Exercise aim:
Your task is to print the material below exactly as presented.

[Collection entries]

────────

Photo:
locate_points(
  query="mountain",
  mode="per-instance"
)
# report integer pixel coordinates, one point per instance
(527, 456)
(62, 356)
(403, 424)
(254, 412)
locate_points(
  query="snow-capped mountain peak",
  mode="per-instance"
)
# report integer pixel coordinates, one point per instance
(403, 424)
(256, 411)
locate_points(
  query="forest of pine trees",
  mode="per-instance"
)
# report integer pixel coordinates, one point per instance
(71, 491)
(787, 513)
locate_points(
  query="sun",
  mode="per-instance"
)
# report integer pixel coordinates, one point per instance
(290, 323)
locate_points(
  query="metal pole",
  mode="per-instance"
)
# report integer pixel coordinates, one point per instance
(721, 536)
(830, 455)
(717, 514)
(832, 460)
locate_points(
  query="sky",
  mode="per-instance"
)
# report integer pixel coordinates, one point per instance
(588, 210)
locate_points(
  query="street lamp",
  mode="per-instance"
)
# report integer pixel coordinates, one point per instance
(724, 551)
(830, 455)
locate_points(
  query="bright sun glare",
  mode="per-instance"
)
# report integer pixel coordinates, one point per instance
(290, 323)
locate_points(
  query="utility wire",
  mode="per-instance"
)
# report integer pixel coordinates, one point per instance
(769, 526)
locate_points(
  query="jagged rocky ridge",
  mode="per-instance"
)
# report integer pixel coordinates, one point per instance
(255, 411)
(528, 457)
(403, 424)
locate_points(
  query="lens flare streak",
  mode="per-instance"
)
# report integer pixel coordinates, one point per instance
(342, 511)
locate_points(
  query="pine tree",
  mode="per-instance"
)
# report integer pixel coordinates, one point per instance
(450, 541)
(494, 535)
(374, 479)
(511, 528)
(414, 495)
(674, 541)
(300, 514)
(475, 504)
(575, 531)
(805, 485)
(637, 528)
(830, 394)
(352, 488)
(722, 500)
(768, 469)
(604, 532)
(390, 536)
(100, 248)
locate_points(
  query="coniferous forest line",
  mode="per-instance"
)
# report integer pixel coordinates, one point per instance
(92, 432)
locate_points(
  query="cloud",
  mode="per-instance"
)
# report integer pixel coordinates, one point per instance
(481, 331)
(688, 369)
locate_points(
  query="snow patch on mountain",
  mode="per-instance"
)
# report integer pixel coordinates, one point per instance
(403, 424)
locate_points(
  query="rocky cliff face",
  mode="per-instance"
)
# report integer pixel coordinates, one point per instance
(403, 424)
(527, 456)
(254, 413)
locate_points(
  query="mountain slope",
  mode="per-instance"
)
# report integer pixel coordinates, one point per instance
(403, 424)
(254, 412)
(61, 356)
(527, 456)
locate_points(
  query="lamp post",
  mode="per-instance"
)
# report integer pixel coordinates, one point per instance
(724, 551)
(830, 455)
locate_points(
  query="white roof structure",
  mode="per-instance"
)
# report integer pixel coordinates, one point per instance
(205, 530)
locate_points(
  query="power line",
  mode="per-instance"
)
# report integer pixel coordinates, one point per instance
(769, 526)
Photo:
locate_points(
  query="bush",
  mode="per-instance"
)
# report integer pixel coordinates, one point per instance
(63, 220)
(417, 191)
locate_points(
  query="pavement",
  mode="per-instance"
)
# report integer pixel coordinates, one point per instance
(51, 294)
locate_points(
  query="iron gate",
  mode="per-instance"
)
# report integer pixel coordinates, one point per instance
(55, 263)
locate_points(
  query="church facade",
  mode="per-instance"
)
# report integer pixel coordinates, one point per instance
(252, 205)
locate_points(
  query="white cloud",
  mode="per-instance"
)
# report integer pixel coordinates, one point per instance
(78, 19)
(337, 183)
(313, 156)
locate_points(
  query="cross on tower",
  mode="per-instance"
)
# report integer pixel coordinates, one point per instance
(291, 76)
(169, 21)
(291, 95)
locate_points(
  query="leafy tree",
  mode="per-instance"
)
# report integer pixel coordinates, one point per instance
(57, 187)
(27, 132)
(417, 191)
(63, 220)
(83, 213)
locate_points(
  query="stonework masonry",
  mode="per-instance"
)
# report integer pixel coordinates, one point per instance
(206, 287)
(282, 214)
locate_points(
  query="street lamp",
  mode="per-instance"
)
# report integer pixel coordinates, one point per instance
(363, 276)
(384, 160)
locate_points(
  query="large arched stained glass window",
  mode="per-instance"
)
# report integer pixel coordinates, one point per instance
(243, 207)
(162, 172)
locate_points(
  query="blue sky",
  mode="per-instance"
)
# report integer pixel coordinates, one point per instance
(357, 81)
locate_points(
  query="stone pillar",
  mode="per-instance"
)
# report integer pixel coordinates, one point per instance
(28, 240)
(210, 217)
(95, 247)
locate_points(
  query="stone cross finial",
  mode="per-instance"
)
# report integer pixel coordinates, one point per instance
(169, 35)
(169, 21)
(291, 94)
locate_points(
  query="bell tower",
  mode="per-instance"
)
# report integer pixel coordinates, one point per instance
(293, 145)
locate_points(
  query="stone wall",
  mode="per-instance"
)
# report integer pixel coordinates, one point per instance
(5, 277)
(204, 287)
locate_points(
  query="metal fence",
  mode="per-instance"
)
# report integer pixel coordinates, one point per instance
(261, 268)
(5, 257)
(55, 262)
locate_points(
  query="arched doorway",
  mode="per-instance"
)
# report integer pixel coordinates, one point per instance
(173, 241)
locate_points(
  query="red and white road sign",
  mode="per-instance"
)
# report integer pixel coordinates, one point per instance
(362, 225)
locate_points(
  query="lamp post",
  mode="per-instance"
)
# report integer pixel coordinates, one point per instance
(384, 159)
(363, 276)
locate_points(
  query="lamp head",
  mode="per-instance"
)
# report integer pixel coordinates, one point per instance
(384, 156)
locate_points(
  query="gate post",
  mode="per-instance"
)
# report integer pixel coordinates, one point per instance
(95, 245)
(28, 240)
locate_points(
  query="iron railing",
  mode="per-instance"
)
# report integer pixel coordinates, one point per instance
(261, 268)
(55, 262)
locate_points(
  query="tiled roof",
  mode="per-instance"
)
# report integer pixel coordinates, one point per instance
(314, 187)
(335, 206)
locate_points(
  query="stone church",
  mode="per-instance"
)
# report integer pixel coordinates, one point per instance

────────

Correct result:
Photo:
locate_points(
  query="mountain",
  mode="per-instance"
)
# report integer pixel coordinates, one point per instance
(527, 456)
(62, 356)
(403, 424)
(254, 412)
locate_points(
  query="snow-capped mountain peak",
  mode="per-instance"
)
# report integer pixel coordinates, one point per instance
(403, 424)
(256, 411)
locate_points(
  query="forest of pine trees",
  mode="per-instance"
)
# report integer pixel coordinates, one point per instance
(71, 491)
(787, 513)
locate_points(
  query="sun",
  mode="per-instance"
)
# report integer pixel coordinates, one point per instance
(290, 323)
locate_points(
  query="metal pole",
  mode="per-instance"
)
# report integer pixel coordinates, one point per instance
(721, 536)
(830, 455)
(717, 514)
(832, 460)
locate_points(
  query="sky",
  mode="per-instance"
)
# report integer pixel coordinates, one point per instance
(588, 210)
locate_points(
  query="street lamp",
  mode="per-instance"
)
# report integer pixel coordinates, one point per instance
(724, 551)
(830, 455)
locate_points(
  query="bright sun glare",
  mode="per-instance"
)
# report integer pixel coordinates, one point per instance
(290, 323)
locate_points(
  query="utility wire",
  mode="per-instance"
)
# report integer pixel coordinates, one point per instance
(769, 526)
locate_points(
  query="jagged rocky ridge",
  mode="per-instance"
)
# report integer pixel coordinates, one point per instance
(255, 411)
(528, 457)
(403, 424)
locate_points(
  query="lens flare streak",
  mode="per-instance"
)
# report integer pixel coordinates, one point per instance
(342, 511)
locate_points(
  query="pine tree",
  mode="per-instance"
)
# report integer pixel coordinates, one point per instance
(450, 541)
(494, 535)
(374, 479)
(511, 528)
(414, 495)
(674, 541)
(300, 514)
(475, 504)
(575, 531)
(805, 485)
(637, 528)
(830, 394)
(352, 488)
(722, 500)
(768, 469)
(604, 532)
(390, 536)
(100, 248)
locate_points(
  query="coniferous forest line",
  mode="per-instance"
)
# report integer pixel coordinates, one point per instance
(92, 432)
locate_points(
  query="cloud",
  mode="per-instance"
)
# report integer pixel coordinates, one point per instance
(481, 331)
(688, 369)
locate_points(
  query="snow patch on mountain",
  mode="per-instance"
)
# report integer pixel coordinates, one point per instance
(403, 424)
locate_points(
  query="rocky cliff face",
  mode="per-instance"
)
# report integer pixel coordinates, one point per instance
(403, 424)
(527, 456)
(254, 413)
locate_points(
  query="mountain slope",
  mode="per-instance"
)
# report integer pixel coordinates, one point per instance
(403, 424)
(254, 412)
(61, 356)
(527, 456)
locate_points(
  query="lamp post",
  mode="per-instance"
)
# report integer pixel coordinates, one point per instance
(724, 551)
(830, 455)
locate_points(
  query="white roof structure",
  mode="per-instance"
)
# report integer pixel coordinates, one point per instance
(205, 530)
locate_points(
  query="power line",
  mode="per-instance"
)
# report integer pixel coordinates, one point per instance
(769, 526)
Photo:
locate_points(
  query="bush",
  mode="per-instance"
)
# report integer pixel coordinates, one point per instance
(63, 220)
(417, 191)
locate_points(
  query="pavement",
  mode="per-instance"
)
# report integer pixel coordinates, one point per instance
(51, 294)
locate_points(
  query="iron gate",
  mode="per-instance"
)
# report integer pixel coordinates, one point per instance
(55, 263)
locate_points(
  query="church facade",
  mode="per-instance"
)
# report integer pixel coordinates, one point per instance
(252, 205)
locate_points(
  query="white cloud",
  mode="per-instance"
)
# report integer pixel coordinates, one point per instance
(78, 19)
(337, 183)
(313, 156)
locate_points(
  query="cross on tower",
  mode="per-instance"
)
# report integer pixel coordinates, one point per instance
(291, 76)
(169, 21)
(291, 95)
locate_points(
  query="leafy tree",
  mode="per-instance"
)
# report integer pixel coordinates, one point per instance
(57, 187)
(27, 132)
(417, 191)
(63, 220)
(83, 213)
locate_points(
  query="stonework masonry",
  mode="per-instance"
)
# report integer pixel coordinates, one point per instance
(206, 287)
(282, 214)
locate_points(
  query="street lamp",
  mode="per-instance"
)
# report integer pixel coordinates, one point per instance
(363, 276)
(384, 160)
locate_points(
  query="large arched stained glass window",
  mode="per-instance"
)
# report integer pixel coordinates, one point per instance
(243, 207)
(162, 172)
locate_points(
  query="blue sky",
  mode="per-instance"
)
# report integer pixel coordinates, one point per instance
(357, 81)
locate_points(
  query="stone pillar",
  mode="per-instance"
)
# report integer pixel coordinates, one point per instance
(28, 240)
(210, 217)
(95, 247)
locate_points(
  query="stone cross finial",
  mode="per-instance"
)
# report integer pixel coordinates, one point per instance
(169, 35)
(169, 21)
(291, 94)
locate_points(
  query="bell tower",
  mode="per-instance"
)
# report integer pixel coordinates, one point per instance
(293, 145)
locate_points(
  query="stone wall",
  mode="per-instance"
)
# report integer pixel coordinates, one point per instance
(5, 277)
(204, 287)
locate_points(
  query="metal fence",
  mode="per-instance"
)
# report integer pixel coordinates, one point per instance
(261, 268)
(5, 257)
(55, 262)
locate_points(
  query="arched doorway",
  mode="per-instance"
)
# report integer pixel coordinates, one point per instance
(173, 241)
locate_points(
  query="red and white road sign",
  mode="per-instance"
)
# report integer pixel coordinates, one point per instance
(362, 225)
locate_points(
  query="lamp post",
  mode="per-instance"
)
# report integer pixel coordinates, one point per instance
(384, 159)
(363, 276)
locate_points(
  query="lamp head",
  mode="per-instance"
)
# report integer pixel coordinates, one point per instance
(384, 156)
locate_points(
  query="gate post",
  mode="per-instance"
)
# report integer pixel coordinates, one point per instance
(95, 245)
(28, 240)
locate_points(
  query="iron railing",
  mode="per-instance"
)
# report integer pixel coordinates, one point per instance
(261, 268)
(55, 262)
locate_points(
  query="tiled roof",
  mode="per-instance"
)
# report integer pixel coordinates, one point per instance
(314, 187)
(335, 206)
locate_points(
  query="stone church",
  mode="per-instance"
)
# report integer pixel coordinates, one point per instance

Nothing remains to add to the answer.